▶ [What to produce]: Repeat every line below exactly as it reads.

- - - - - - -

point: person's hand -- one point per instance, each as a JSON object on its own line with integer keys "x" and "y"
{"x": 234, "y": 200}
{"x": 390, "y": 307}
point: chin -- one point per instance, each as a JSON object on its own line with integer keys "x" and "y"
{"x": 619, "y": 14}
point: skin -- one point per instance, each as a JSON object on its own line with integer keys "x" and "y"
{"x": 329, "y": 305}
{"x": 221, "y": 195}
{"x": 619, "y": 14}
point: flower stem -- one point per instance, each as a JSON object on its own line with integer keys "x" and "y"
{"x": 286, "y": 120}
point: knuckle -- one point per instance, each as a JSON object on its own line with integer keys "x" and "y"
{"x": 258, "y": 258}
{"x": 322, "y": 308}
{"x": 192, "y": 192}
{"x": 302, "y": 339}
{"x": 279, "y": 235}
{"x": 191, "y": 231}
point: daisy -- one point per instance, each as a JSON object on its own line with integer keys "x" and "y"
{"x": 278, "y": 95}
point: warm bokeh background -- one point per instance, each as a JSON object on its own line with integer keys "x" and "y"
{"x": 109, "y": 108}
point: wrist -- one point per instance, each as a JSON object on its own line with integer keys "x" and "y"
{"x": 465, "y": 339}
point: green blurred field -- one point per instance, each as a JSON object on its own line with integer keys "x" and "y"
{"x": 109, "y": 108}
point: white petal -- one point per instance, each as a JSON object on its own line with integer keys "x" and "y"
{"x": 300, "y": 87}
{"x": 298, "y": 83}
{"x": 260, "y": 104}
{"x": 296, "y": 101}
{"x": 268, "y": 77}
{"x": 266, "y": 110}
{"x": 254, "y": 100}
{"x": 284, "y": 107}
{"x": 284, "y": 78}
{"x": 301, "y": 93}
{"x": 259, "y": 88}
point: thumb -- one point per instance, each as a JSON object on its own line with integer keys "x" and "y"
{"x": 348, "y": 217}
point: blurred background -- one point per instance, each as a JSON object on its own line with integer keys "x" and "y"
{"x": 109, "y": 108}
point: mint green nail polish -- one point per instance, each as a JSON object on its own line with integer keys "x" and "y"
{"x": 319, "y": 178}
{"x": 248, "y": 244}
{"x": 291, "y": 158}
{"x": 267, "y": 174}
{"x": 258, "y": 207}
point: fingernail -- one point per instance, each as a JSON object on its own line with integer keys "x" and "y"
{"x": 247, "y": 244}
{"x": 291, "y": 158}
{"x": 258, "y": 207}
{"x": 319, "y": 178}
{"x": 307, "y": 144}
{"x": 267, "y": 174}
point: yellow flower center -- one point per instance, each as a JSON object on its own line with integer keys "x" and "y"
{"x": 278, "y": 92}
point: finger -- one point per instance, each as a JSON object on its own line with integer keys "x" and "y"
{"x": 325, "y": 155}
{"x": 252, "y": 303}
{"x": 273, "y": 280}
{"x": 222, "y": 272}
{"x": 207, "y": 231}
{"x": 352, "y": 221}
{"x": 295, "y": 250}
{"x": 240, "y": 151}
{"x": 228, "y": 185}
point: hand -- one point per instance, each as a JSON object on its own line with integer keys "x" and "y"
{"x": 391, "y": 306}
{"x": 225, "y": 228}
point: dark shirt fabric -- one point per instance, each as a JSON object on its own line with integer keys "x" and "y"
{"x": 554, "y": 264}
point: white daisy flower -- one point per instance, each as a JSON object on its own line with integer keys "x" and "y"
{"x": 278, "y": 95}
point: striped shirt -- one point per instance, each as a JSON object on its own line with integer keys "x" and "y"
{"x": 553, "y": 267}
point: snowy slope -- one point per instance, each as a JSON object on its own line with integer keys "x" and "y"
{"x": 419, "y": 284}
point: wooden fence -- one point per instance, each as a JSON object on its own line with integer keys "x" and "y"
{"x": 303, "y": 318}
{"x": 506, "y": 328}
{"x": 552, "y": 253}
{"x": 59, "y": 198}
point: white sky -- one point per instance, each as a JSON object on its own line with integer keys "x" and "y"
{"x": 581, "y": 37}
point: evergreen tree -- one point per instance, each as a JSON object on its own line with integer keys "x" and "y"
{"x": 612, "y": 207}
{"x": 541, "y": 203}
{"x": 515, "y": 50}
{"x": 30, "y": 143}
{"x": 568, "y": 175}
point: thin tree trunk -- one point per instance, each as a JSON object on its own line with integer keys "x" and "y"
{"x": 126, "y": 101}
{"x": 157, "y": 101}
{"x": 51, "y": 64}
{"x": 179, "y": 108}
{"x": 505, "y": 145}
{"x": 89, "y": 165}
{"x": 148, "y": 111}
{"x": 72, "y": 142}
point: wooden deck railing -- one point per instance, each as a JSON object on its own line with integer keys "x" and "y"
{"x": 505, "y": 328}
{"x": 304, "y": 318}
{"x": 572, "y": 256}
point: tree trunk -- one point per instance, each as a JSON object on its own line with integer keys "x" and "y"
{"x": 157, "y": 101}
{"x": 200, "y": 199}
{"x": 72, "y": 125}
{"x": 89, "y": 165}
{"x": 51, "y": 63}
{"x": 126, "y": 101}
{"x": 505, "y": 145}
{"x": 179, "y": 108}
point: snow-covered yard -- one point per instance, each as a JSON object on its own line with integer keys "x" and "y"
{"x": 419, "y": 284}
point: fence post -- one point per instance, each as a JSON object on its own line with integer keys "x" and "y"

- - - - - - -

▶ [Full output]:
point: person's hand -- one point per instance, each as a JSON object on its own line with integer keys "x" and "y"
{"x": 234, "y": 200}
{"x": 390, "y": 307}
point: chin -- one point per instance, each as a JSON object on its own line with integer keys "x" and "y"
{"x": 619, "y": 14}
point: skin -- one point per instance, each as a JSON object on its own line with integer keys "x" and "y"
{"x": 329, "y": 305}
{"x": 221, "y": 195}
{"x": 619, "y": 14}
point: flower stem -- one point per instance, each as a JSON object on its own line with integer keys "x" and "y"
{"x": 286, "y": 120}
point: knuckle -- one point per instance, each as a JSON object on its own line with integer keys "x" and "y"
{"x": 258, "y": 258}
{"x": 322, "y": 308}
{"x": 192, "y": 192}
{"x": 302, "y": 339}
{"x": 279, "y": 235}
{"x": 191, "y": 231}
point: daisy -- one point per instance, each as a JSON object on its own line with integer keys "x" and "y"
{"x": 278, "y": 95}
point: warm bokeh background -- one point per instance, each as a JSON object on its own line with integer keys "x" and "y"
{"x": 109, "y": 108}
point: wrist -- one point per instance, each as a JSON object on its own line with integer keys "x" and "y"
{"x": 465, "y": 339}
point: green blurred field -- one point per instance, each as a JSON object on its own line with integer keys "x" and "y"
{"x": 109, "y": 108}
point: white petal -- one point per instance, each as a JSON object on its own line with integer keys "x" and "y"
{"x": 300, "y": 87}
{"x": 298, "y": 83}
{"x": 260, "y": 104}
{"x": 296, "y": 101}
{"x": 268, "y": 77}
{"x": 266, "y": 110}
{"x": 254, "y": 100}
{"x": 284, "y": 107}
{"x": 284, "y": 78}
{"x": 301, "y": 93}
{"x": 259, "y": 88}
point: thumb -- one point per instance, each as a JSON object on its own line with integer keys "x" and "y"
{"x": 348, "y": 217}
point: blurred background -- one point per instance, each as a JSON object on its own line with integer keys "x" and "y"
{"x": 109, "y": 108}
point: mint green nail polish -- one point per instance, each as a JSON object on its own line with integer keys "x" and "y"
{"x": 319, "y": 178}
{"x": 248, "y": 244}
{"x": 291, "y": 158}
{"x": 267, "y": 174}
{"x": 258, "y": 207}
point: fingernail -- one point per instance, each as a JSON object on its own line with integer keys "x" and "y"
{"x": 247, "y": 244}
{"x": 291, "y": 158}
{"x": 258, "y": 207}
{"x": 319, "y": 178}
{"x": 307, "y": 144}
{"x": 267, "y": 174}
point: yellow flower center -- one point per instance, each as a JSON object on its own line with integer keys "x" and "y"
{"x": 278, "y": 92}
point: finger -- one point per instance, each as a JSON object on its own line with integer keys "x" and "y"
{"x": 325, "y": 155}
{"x": 252, "y": 303}
{"x": 273, "y": 280}
{"x": 222, "y": 272}
{"x": 207, "y": 231}
{"x": 352, "y": 221}
{"x": 295, "y": 250}
{"x": 240, "y": 151}
{"x": 228, "y": 185}
point: hand -- one point per instance, each as a JSON object on its own line with integer keys "x" and "y"
{"x": 391, "y": 306}
{"x": 225, "y": 228}
point: dark shirt fabric -- one point per instance, each as a JSON object on its own line with integer keys "x" and "y"
{"x": 554, "y": 264}
point: white daisy flower -- one point per instance, each as a JSON object on its own line with integer keys "x" and "y"
{"x": 278, "y": 95}
point: striped shirt -- one point per instance, each as a JSON object on its own line with integer keys "x" and "y"
{"x": 553, "y": 267}
point: snowy slope -- one point per instance, each as a JSON object on its own line with integer keys "x" and "y"
{"x": 419, "y": 284}
point: wooden fence -- one point per instance, each as a JSON object on its own line with integer keys "x" and "y"
{"x": 303, "y": 318}
{"x": 506, "y": 328}
{"x": 552, "y": 253}
{"x": 59, "y": 198}
point: white sky -- one point per instance, each as a JSON object on its own line with integer keys "x" and "y"
{"x": 581, "y": 37}
point: evergreen tree -- one point per instance, each as a JSON object on its own line with integer keys "x" and "y"
{"x": 612, "y": 207}
{"x": 541, "y": 203}
{"x": 515, "y": 50}
{"x": 30, "y": 143}
{"x": 568, "y": 175}
point: thin tree trunk -- one point per instance, each as a JSON object on its own line with integer keys "x" and "y"
{"x": 126, "y": 101}
{"x": 157, "y": 101}
{"x": 51, "y": 64}
{"x": 179, "y": 108}
{"x": 505, "y": 145}
{"x": 89, "y": 165}
{"x": 148, "y": 111}
{"x": 72, "y": 142}
point: wooden deck railing -- one point per instance, each as a JSON object on its own line with integer keys "x" and "y"
{"x": 505, "y": 328}
{"x": 304, "y": 318}
{"x": 572, "y": 256}
point: tree trunk -- one point per instance, each as a JSON object on its own line with integer keys "x" and "y"
{"x": 157, "y": 101}
{"x": 200, "y": 199}
{"x": 72, "y": 125}
{"x": 89, "y": 165}
{"x": 51, "y": 63}
{"x": 126, "y": 101}
{"x": 505, "y": 145}
{"x": 179, "y": 108}
point: snow-covered yard -- one point per instance, each as a JSON object on its own line with integer keys "x" and "y"
{"x": 419, "y": 284}
point: fence post -- one point per instance, each as a JSON object on its own line with integer keys "x" and "y"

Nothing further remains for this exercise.